**EXERCISE PROMPT:** Repeat word for word everything from the line containing "One pin marks each instance of the yellow flower" to the end of the listing, first and last lines included, and only that.

**DATA SHOWN:**
- - -
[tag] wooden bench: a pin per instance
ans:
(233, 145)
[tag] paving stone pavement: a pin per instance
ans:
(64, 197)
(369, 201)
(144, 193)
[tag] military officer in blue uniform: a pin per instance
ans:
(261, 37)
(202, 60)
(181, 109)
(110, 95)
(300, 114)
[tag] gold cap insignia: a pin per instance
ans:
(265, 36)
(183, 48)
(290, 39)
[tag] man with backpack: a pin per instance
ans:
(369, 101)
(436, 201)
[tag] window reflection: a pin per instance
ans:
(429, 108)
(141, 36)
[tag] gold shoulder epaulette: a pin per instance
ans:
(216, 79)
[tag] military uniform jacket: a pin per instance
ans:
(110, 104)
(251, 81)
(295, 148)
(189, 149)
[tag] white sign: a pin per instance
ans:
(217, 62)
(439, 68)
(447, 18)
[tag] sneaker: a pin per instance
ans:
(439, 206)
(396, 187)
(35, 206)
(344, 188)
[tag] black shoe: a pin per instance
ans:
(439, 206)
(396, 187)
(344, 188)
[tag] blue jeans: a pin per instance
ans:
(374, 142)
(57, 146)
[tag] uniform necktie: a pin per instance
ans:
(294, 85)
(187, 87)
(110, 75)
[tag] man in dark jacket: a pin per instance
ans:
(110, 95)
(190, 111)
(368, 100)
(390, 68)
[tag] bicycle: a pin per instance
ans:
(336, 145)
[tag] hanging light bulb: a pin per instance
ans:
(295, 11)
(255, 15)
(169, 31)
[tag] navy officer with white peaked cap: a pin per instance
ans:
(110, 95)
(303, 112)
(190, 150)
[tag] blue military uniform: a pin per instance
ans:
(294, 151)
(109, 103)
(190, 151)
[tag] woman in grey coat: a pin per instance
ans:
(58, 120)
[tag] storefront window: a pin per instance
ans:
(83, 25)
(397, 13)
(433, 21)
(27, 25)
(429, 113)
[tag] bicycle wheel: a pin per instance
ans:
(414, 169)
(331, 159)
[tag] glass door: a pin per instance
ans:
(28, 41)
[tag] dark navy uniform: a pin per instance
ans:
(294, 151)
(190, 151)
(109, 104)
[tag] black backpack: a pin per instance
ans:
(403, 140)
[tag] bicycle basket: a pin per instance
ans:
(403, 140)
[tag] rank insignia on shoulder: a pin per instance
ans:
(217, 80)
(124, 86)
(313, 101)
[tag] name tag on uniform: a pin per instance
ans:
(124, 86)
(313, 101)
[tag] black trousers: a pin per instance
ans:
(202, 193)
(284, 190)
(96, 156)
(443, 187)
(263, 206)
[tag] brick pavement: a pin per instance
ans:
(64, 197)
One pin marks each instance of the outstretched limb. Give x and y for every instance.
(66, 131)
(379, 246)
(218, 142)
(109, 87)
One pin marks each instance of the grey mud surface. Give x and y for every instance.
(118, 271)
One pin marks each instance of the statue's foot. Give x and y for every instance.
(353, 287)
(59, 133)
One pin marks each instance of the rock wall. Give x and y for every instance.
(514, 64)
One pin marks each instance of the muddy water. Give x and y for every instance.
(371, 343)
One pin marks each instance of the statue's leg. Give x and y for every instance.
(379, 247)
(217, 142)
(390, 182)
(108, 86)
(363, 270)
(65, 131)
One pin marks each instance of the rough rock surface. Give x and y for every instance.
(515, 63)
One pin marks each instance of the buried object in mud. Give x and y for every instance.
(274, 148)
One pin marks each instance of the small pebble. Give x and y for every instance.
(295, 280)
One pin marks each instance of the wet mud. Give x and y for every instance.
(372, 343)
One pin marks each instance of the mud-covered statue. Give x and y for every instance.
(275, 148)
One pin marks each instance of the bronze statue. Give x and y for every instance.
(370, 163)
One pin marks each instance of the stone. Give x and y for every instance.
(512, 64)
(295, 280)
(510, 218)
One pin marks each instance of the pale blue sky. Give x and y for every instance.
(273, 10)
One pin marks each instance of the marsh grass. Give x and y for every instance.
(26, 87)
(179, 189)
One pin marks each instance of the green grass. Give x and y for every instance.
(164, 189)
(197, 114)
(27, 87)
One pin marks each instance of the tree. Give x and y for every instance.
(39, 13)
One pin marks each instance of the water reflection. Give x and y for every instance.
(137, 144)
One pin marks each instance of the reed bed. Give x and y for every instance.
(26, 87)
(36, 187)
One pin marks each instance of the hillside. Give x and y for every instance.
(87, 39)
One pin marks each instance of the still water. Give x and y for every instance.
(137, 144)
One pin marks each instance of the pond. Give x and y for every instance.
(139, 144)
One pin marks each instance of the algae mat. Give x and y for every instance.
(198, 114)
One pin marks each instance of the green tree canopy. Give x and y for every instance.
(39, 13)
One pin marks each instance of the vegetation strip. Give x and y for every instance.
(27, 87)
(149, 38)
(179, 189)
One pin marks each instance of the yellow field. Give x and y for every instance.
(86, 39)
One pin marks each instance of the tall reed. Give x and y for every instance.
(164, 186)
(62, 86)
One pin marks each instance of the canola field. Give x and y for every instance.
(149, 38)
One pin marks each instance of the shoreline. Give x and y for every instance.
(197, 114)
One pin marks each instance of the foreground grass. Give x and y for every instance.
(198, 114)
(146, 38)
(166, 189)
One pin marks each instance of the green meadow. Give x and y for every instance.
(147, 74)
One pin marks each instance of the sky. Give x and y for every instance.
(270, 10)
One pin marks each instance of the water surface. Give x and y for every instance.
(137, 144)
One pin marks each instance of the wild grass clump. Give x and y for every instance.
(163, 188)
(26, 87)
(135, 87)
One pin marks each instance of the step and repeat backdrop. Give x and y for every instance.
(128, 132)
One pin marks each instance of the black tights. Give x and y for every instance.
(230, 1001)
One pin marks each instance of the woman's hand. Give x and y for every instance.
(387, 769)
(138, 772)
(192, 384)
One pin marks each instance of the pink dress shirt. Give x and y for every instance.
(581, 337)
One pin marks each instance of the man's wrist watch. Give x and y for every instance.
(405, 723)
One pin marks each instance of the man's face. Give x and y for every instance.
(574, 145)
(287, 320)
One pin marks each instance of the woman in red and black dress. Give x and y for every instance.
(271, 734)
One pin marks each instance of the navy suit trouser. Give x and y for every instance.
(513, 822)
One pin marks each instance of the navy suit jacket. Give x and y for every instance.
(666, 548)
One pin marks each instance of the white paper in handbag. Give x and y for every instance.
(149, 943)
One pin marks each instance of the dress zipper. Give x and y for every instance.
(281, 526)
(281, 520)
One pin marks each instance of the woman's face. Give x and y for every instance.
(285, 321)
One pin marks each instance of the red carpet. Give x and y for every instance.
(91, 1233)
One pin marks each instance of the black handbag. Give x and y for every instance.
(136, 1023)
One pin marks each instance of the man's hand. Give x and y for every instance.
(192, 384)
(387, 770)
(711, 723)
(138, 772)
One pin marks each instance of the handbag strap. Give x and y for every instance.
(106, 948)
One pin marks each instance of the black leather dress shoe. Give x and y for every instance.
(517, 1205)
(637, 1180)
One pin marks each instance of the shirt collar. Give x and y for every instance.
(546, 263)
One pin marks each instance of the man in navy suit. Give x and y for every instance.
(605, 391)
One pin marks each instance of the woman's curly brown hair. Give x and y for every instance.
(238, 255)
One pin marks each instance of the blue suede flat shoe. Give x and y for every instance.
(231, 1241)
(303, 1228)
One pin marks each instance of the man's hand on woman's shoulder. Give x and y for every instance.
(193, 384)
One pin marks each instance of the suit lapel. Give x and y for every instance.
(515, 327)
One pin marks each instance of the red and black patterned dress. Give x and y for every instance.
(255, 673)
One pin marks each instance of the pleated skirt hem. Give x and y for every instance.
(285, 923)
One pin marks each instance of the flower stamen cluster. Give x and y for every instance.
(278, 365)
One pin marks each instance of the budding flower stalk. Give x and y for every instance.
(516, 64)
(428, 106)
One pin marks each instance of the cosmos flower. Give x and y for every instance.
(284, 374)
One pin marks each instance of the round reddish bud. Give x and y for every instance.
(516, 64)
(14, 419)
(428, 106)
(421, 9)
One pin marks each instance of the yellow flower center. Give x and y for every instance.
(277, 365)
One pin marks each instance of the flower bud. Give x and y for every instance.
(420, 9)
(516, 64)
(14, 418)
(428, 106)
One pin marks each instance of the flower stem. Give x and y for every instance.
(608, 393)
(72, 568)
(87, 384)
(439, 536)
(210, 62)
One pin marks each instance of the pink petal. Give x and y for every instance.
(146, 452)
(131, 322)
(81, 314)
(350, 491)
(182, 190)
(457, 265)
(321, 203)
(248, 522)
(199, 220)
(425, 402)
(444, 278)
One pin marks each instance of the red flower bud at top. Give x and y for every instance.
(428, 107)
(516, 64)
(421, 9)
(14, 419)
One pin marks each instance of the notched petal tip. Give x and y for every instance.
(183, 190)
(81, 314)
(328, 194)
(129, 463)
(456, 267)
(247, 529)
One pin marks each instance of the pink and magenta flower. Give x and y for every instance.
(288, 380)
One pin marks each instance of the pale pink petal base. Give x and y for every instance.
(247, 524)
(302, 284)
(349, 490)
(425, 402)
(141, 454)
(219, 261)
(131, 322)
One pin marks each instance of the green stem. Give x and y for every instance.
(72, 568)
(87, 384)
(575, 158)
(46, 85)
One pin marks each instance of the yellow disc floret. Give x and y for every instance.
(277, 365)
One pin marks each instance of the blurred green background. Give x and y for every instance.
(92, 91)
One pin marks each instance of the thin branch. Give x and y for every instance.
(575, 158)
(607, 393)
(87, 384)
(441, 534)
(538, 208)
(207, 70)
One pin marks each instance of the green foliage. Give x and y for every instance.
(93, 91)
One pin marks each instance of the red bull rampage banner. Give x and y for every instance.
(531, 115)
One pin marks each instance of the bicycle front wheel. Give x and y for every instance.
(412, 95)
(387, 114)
- - -
**WRITTEN ANSWER:**
One pin marks each instance of the yellow flower center. Give x and y for every instance.
(277, 365)
One pin marks each instance of the flower bud. Give x and y for every instance.
(420, 9)
(516, 64)
(14, 418)
(428, 106)
One pin marks each instance of the flower stem. Give x and y for every instance.
(608, 393)
(72, 568)
(87, 384)
(439, 536)
(210, 62)
One pin marks each instance of the pink petal. Give x and y for every instance.
(146, 452)
(131, 322)
(81, 314)
(350, 491)
(182, 190)
(457, 265)
(321, 203)
(248, 522)
(199, 220)
(425, 402)
(444, 278)
One pin marks each instance of the red flower bud at top. Give x and y for every instance.
(428, 107)
(516, 64)
(421, 9)
(14, 419)
One pin marks each instance of the notched petal tip. Give x and y for every instance.
(183, 190)
(81, 314)
(328, 194)
(129, 463)
(456, 267)
(247, 529)
One pin marks each instance of the pink and magenta flower. Give x and y for every instance.
(288, 380)
One pin marks each instance of the pale pink petal base. Give x and y for every instance.
(247, 524)
(302, 284)
(349, 490)
(425, 402)
(141, 454)
(219, 261)
(131, 322)
One pin marks each instance of the green stem. Give x and y for every instance.
(72, 568)
(87, 384)
(575, 158)
(46, 85)
One pin marks each instance of the yellow disc floret. Give x and y for every instance.
(277, 365)
One pin marks each instance of the blurred green background. Give x and y for every instance.
(92, 91)
One pin marks each instance of the thin branch. Give x and y for every instance.
(575, 158)
(607, 393)
(87, 384)
(441, 534)
(538, 208)
(207, 70)
One pin marks each instance of the green foliage. Give x and y for every instance.
(93, 91)
One pin marks each instance of the red bull rampage banner. Give x and y for every instance.
(531, 115)
One pin marks each instance of the bicycle front wheel. Give x and y for every instance.
(412, 95)
(387, 114)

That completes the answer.